* TASK DESCRIPTION
Find every line in the records below that contains the string "stone" and copy each one out.

* TASK INPUTS

>>>>>

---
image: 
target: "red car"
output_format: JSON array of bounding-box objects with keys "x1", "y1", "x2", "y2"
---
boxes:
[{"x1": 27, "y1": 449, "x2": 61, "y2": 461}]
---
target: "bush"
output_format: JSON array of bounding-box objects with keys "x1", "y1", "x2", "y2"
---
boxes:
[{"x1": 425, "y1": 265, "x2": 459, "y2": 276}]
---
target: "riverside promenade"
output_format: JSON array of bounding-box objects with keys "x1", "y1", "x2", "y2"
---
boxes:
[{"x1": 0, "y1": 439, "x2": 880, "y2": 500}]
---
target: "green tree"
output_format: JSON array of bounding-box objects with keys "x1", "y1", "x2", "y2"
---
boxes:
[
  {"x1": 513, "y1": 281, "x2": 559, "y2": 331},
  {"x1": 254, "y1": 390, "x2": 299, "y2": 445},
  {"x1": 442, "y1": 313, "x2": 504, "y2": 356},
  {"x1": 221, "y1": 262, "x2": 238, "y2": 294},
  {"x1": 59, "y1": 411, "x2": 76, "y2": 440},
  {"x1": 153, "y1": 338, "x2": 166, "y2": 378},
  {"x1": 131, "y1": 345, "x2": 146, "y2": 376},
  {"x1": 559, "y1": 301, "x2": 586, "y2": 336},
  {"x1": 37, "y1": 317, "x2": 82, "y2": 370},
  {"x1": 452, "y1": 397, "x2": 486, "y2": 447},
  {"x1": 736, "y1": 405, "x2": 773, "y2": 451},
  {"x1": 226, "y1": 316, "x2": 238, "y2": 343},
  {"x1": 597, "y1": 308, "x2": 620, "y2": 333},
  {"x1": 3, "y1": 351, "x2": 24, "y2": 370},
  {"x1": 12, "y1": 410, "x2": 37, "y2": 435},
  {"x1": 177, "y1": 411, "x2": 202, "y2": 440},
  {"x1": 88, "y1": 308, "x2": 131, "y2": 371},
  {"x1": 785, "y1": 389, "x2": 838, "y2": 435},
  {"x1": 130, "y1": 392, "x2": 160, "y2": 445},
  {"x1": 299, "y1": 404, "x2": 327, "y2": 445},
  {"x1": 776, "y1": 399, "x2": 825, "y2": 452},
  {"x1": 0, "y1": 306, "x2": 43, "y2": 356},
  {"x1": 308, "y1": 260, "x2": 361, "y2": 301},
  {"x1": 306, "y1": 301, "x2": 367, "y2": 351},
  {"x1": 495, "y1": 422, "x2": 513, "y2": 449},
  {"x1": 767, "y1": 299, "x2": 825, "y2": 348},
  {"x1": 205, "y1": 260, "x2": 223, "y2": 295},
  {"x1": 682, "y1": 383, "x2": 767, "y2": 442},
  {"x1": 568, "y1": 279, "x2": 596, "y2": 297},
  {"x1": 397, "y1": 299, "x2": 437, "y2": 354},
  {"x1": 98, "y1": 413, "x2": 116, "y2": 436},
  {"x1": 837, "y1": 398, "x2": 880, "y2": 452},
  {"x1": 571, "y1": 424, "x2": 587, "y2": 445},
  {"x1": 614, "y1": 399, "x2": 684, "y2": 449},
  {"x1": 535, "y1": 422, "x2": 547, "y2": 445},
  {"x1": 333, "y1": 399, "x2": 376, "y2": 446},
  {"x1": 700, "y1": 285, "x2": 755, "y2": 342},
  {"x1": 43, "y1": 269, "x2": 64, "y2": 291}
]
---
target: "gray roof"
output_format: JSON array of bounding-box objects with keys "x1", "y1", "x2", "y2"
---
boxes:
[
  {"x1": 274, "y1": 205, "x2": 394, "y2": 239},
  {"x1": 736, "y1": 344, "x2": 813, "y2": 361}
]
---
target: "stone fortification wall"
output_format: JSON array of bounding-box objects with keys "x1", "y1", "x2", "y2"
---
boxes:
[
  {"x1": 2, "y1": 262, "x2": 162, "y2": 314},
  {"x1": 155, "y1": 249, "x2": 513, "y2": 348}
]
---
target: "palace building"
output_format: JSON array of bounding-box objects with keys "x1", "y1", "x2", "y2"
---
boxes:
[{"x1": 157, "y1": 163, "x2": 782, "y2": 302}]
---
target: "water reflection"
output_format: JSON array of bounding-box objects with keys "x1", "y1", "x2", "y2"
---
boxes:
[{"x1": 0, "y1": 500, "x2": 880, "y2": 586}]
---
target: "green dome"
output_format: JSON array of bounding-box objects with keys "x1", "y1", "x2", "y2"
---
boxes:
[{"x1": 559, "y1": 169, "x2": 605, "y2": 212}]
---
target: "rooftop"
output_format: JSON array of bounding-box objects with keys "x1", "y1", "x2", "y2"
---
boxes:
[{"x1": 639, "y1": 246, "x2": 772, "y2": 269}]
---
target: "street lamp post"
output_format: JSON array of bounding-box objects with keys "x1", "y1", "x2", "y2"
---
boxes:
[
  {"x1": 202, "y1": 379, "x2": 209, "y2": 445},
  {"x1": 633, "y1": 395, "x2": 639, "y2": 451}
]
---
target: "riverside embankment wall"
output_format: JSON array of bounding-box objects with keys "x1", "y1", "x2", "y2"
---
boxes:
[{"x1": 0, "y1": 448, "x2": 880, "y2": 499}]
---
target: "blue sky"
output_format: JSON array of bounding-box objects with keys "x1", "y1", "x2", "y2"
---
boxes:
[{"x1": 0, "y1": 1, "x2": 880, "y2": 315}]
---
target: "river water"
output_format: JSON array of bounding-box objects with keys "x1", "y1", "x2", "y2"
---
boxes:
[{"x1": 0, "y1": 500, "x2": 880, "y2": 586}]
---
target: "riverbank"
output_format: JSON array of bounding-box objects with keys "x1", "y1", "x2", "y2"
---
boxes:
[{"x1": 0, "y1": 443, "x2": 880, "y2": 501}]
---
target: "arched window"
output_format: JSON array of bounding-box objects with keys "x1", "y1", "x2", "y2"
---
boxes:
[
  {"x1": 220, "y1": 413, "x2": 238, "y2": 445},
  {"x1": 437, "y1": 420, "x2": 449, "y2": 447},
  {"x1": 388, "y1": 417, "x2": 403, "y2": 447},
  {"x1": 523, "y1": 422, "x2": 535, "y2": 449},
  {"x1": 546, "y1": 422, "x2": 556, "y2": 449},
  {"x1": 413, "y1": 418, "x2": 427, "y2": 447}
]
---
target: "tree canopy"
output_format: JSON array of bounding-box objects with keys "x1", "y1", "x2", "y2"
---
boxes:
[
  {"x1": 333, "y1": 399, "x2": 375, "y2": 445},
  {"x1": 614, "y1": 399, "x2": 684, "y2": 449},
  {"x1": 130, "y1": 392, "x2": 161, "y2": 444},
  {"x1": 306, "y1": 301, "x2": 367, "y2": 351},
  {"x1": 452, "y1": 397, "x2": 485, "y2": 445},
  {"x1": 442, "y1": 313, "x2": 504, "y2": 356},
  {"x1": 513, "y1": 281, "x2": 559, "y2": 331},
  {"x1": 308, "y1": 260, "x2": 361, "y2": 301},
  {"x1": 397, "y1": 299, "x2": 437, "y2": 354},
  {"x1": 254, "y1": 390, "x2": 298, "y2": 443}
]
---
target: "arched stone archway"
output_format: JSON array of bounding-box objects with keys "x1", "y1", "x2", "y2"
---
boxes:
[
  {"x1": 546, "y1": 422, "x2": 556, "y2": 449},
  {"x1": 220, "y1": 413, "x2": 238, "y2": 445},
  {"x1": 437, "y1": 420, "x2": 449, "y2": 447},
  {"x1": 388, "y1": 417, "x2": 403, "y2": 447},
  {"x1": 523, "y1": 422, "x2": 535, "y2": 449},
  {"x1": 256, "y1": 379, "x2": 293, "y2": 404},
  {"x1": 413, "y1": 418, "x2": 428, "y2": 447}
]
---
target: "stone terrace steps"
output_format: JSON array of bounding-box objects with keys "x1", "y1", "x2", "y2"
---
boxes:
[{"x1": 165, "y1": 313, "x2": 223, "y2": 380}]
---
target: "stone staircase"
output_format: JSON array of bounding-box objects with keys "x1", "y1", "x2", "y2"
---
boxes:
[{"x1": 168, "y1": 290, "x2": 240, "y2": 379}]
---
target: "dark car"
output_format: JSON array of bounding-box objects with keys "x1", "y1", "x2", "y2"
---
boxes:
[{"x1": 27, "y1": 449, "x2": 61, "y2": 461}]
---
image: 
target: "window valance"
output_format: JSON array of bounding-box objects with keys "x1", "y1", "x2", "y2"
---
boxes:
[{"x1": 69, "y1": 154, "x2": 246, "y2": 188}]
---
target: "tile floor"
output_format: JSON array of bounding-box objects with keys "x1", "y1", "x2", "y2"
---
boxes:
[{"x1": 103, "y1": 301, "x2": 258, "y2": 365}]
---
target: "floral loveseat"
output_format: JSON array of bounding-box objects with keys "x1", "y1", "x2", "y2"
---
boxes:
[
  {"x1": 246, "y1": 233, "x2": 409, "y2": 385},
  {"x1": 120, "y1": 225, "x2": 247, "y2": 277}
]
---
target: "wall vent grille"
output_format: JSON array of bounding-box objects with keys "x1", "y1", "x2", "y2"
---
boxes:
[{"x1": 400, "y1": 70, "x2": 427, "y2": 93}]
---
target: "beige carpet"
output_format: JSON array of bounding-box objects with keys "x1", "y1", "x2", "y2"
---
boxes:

<<<<<

* RESULT
target: "stone fortification wall"
target: "arched stone archway"
target: "stone terrace steps"
target: "stone staircase"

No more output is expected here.